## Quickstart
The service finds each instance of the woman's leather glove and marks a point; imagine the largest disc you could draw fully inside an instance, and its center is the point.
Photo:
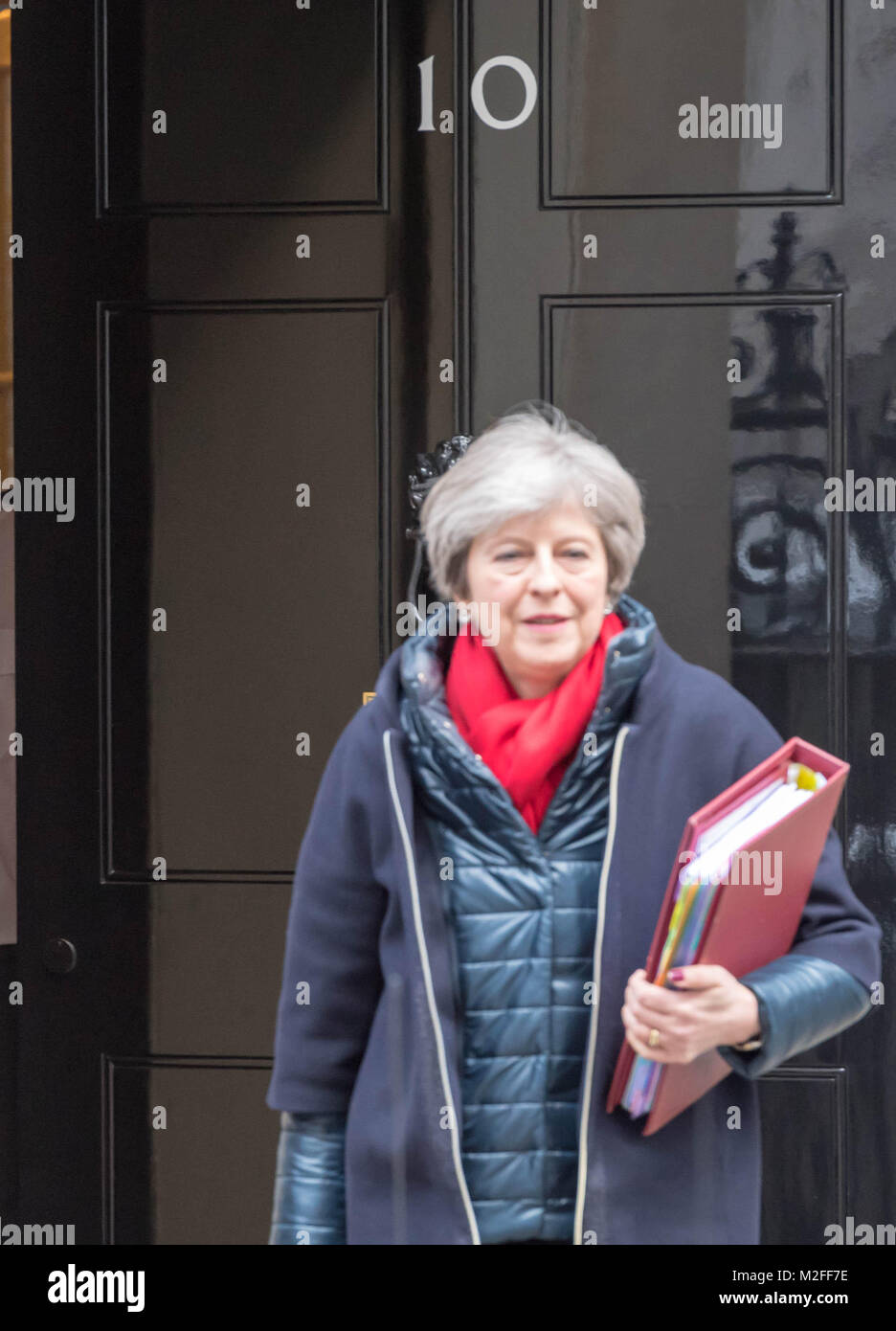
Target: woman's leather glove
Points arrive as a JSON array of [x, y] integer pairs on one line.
[[803, 1001]]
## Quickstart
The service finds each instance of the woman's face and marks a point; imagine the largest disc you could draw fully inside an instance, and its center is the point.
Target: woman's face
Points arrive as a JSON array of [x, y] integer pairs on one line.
[[548, 574]]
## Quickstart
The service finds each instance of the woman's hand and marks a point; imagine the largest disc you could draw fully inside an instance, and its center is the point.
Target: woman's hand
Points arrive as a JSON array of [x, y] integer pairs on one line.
[[707, 1007]]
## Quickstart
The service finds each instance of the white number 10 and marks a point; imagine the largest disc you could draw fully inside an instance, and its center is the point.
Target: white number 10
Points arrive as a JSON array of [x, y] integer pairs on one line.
[[477, 93]]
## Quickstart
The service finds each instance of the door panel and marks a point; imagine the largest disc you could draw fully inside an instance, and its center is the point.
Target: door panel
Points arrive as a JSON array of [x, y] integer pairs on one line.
[[618, 272], [249, 249]]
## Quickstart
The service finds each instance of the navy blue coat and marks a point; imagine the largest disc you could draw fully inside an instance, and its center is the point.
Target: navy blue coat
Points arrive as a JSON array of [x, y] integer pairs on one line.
[[375, 1031]]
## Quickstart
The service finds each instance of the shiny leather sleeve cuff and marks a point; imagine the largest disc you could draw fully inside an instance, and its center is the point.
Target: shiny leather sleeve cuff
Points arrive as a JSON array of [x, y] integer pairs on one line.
[[801, 1001], [309, 1184]]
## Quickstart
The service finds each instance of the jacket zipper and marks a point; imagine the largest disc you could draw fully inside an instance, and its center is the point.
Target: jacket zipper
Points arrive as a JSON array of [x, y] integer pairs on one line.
[[595, 989], [430, 995]]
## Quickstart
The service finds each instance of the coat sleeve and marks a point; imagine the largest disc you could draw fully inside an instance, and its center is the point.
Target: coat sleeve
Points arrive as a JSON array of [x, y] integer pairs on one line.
[[823, 983], [332, 979], [309, 1184]]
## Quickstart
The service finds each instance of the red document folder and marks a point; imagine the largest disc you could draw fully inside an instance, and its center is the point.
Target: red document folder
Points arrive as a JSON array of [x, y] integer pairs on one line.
[[746, 928]]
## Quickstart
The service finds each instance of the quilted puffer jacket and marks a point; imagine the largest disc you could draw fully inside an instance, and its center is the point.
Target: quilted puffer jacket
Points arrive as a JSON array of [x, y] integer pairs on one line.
[[525, 914], [435, 1089]]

********

EXERCISE PROMPT
Convert all the entries above into a two-column CSV with the header columns instruction and points, one row per entry, putting each entry's text and its answer in separate quoted fields with line breaks replaced by spaces. Leave the pictures out.

WRITTEN SOLUTION
instruction,points
"## Quickstart The service finds each instance of the woman's leather glove and marks a point; imagine the largest disc you could draw fully inside an instance, and its center is the point. Photo: Target: woman's leather glove Points arrive as a JSON array of [x, y] integer pairs on one line.","[[803, 1001]]"
"## Quickstart The service finds each instance of the woman's face and marks a point; imagine the largest disc you could draw fully inside an instance, and its center is the point. Target: woman's face Points arrive as a JSON array of [x, y] integer pairs on one line.","[[548, 574]]"
"## Quickstart The service finds each instance of the woman's hand and marks a point; imagine the largest disc you could draw fully inside an instance, and its center is the point. Target: woman's hand Points arrive as a JSON array of [x, y] integer pairs on one line.","[[707, 1007]]"
"## Quickstart The service finds each instance of the white number 10 and marks a point; imagine the largest disc you could draw fully inside an instance, and its center is the point. Target: white number 10 Points arrive as a JSON array of [x, y] integer pairs on one line.","[[477, 93]]"
"## Quickstart The service finds each instance of the door panel and marks a point; imagine the largest disc you could draw fully inside an instance, and its center is the point. Target: door panel Points arrive as a JSON array of [x, y] integer pairs on one line.","[[618, 272], [249, 249]]"
"## Quickstart The service finds each instance of the navy blue coat and marks a point; imagine the largest disc you could draw fully inside an instance, and its center is the point. Target: navy blue coat Points arrive as a JSON array of [x, y] integer pairs on one line.","[[375, 1031]]"
"## Quickstart The service finds each instance of the shiny leather sleeve cuff and marks a point; imagine the largest disc you could draw fully inside an instance, and its center is the point. Target: shiny leather sleeve cuff Points arrive as a JSON array of [x, y] integer pairs on one line.","[[801, 1001], [309, 1184]]"
"## Quickstart The service finds each instance of the jacket zipper and marks a point; imagine the largest disc you could draw fully inside an instance, and its center is the point. Target: jacket zipper Points arrive as a JSON array of [x, y] integer pairs on one line.","[[595, 989], [430, 995]]"
"## Quickstart The service finds each instance of the coat sleeve and marks a point; imagine the largest disc you could draw fully inside an instance, and its center is the point. Target: coat sleeve Points arrive as a JSON array of [x, y] integer pairs on one line.","[[823, 983], [332, 979], [309, 1184]]"
"## Quickstart The service finds each instance of the red document folder and marks a point; imagine the largest disc you could draw fully inside an instance, and its center is the point. Target: red document folder Points arrive as a JSON array of [x, y] integer pairs on one line.","[[746, 928]]"
"## Quickstart The service finds each instance of the quilted puffer jacket and marks a point; imagine the largest disc you could draw fully inside an instance, and its center is the point. Target: quilted puffer jacket Points arrive as a JSON array of [x, y] integer pairs on one line.","[[525, 914], [435, 1089]]"